■ WHAT YOU SHOULD DO ■
Transcribe exactly the first line of the listing below and each line that follows it, ending with the line that contains "The locate routine indicates the green bus side", and omit the remainder.
== MATERIAL PROVIDED ==
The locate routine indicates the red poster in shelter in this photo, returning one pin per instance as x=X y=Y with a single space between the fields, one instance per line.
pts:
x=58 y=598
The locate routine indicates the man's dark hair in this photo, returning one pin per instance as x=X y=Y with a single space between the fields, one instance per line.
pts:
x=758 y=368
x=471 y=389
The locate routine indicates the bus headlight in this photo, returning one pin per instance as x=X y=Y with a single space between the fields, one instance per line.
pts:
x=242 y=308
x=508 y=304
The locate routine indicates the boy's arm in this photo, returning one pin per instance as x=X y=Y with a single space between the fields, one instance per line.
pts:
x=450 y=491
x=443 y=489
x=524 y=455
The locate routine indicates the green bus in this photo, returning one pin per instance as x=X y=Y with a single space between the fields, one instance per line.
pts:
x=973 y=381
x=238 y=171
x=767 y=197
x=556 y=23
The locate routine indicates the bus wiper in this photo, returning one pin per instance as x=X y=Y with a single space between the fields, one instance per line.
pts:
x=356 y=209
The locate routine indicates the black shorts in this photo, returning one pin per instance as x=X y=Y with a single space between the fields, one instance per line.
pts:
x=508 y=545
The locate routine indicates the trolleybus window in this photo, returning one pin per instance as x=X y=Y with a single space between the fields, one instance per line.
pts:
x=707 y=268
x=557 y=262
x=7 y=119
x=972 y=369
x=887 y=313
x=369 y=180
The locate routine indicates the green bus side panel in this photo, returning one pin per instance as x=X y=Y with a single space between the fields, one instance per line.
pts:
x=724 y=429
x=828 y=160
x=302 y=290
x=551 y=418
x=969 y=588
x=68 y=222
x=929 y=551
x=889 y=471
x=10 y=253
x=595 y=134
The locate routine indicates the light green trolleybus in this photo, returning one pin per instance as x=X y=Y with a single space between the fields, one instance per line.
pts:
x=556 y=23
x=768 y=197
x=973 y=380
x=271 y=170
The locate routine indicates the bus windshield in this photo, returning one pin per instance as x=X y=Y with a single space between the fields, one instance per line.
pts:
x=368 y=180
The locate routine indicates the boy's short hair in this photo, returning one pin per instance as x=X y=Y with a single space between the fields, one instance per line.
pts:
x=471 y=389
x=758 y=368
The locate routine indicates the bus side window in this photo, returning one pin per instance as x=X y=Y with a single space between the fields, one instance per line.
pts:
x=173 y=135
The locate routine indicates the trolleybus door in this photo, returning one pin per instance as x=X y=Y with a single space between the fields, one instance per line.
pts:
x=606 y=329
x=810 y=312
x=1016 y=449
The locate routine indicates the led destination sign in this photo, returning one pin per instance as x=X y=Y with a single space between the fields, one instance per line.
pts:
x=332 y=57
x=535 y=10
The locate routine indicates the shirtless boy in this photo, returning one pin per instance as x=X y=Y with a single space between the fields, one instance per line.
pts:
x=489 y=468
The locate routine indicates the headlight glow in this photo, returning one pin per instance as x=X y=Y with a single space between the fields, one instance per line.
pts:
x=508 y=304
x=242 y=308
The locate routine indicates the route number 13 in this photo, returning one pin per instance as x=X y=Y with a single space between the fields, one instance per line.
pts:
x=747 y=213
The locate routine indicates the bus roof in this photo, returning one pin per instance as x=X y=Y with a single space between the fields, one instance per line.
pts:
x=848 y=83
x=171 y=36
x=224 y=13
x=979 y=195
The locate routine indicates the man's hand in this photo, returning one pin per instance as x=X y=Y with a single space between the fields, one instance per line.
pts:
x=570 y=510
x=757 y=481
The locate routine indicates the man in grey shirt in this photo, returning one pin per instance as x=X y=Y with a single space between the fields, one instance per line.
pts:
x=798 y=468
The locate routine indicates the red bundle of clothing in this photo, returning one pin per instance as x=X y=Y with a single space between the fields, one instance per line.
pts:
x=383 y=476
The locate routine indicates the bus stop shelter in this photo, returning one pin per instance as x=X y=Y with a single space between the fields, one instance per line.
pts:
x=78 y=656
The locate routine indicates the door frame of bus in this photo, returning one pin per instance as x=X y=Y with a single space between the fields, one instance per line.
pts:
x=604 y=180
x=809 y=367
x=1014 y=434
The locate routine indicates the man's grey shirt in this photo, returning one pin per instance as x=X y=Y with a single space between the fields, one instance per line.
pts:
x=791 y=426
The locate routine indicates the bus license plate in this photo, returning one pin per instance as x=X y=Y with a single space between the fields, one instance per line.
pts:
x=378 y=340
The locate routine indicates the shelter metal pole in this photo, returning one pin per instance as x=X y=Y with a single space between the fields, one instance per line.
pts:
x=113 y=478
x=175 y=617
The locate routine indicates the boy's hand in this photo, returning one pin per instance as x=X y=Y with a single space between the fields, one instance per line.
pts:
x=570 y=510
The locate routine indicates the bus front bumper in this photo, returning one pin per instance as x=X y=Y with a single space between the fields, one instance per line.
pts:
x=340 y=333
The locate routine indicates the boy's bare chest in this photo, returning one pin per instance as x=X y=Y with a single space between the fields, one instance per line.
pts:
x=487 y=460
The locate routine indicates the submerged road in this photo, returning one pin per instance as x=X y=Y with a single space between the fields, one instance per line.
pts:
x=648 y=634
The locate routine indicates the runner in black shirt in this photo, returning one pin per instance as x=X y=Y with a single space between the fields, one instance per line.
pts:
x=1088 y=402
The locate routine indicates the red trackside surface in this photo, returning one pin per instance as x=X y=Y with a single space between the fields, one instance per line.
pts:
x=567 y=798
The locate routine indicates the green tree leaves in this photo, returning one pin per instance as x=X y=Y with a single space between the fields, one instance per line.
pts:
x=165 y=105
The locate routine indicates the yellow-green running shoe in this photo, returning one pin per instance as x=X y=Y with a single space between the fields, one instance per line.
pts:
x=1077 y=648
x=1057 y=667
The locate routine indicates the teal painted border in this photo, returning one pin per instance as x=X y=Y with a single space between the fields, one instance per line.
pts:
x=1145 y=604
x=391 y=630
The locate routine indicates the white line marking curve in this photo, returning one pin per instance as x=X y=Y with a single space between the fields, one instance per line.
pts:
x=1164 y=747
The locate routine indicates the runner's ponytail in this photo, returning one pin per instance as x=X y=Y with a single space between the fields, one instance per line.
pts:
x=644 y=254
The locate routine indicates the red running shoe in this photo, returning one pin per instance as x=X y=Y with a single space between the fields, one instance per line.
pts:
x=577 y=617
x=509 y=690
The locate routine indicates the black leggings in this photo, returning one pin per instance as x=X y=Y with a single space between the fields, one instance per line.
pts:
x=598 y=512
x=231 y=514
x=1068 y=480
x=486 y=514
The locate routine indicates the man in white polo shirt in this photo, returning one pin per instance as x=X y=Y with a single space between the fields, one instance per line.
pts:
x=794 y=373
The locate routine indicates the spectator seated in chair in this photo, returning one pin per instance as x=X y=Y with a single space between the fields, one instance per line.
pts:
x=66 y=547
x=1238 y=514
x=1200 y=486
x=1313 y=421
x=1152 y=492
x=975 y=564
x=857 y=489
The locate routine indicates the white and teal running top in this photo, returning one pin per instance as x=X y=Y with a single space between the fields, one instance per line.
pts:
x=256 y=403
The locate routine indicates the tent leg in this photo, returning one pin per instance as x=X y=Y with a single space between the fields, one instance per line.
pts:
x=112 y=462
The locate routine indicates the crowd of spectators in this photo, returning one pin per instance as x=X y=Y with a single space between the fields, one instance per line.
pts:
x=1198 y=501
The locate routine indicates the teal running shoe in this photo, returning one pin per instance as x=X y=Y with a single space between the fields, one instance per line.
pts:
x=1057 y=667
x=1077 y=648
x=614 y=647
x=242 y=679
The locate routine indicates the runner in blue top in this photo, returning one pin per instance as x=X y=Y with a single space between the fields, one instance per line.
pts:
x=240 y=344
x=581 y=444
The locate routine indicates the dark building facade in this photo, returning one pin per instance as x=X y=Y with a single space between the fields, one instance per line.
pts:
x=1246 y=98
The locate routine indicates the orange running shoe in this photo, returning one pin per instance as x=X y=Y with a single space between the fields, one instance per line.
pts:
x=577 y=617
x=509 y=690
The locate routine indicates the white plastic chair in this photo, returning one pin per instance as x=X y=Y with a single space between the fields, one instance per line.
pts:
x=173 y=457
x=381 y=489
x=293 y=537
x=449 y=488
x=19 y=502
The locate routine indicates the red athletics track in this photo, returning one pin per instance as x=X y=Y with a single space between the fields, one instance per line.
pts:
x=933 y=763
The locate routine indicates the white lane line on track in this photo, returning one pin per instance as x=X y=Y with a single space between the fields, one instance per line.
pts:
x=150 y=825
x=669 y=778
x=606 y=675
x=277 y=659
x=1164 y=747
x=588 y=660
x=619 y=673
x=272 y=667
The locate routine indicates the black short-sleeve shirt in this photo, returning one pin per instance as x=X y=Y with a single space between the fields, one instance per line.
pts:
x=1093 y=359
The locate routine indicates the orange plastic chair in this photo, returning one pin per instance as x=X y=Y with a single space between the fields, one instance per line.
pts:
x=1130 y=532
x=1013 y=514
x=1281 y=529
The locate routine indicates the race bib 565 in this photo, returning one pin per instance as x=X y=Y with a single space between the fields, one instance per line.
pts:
===
■ YOUR SOLUTION ■
The locate routine indicates the red poster in shelter in this photo, returning one pin per instance as x=X y=Y with a single space between the fields, one instance per line.
pts:
x=58 y=598
The locate routine indicates the man's dark hair in this photo, returning one pin per instance as x=X y=Y with a single space between the fields, one instance per line.
pts:
x=758 y=368
x=471 y=389
The locate routine indicates the bus headlight in this photo, returning one pin per instance as x=X y=Y with a single space between the fields, one instance per line.
pts:
x=242 y=308
x=508 y=304
The locate routine indicates the boy's arm in this photo, returning one pin per instance as x=X y=Y with a single space between the fields, one instance per line.
pts:
x=450 y=491
x=443 y=489
x=524 y=455
The locate routine indicates the green bus in this photo, returning one pin per instance as x=X y=Y with a single space between the fields, one instance per line.
pts:
x=973 y=381
x=238 y=171
x=767 y=197
x=556 y=23
The locate routine indicates the bus wiper in this photo, returning one pin per instance as x=X y=Y with a single space between the fields, one instance per line.
pts:
x=356 y=209
The locate routine indicates the black shorts in this photo, returning one pin per instance as x=X y=Y with a single space between the fields, one instance per line.
pts:
x=508 y=545
The locate routine indicates the trolleybus window in this photo, returning one pin per instance as x=X y=Y with a single space between the fields, one instance per line.
pts:
x=707 y=268
x=557 y=262
x=7 y=119
x=972 y=369
x=887 y=313
x=369 y=180
The locate routine indicates the green bus side panel in this photo, returning one pin per instance as x=X y=Y with a single space between the fields, one instance per line.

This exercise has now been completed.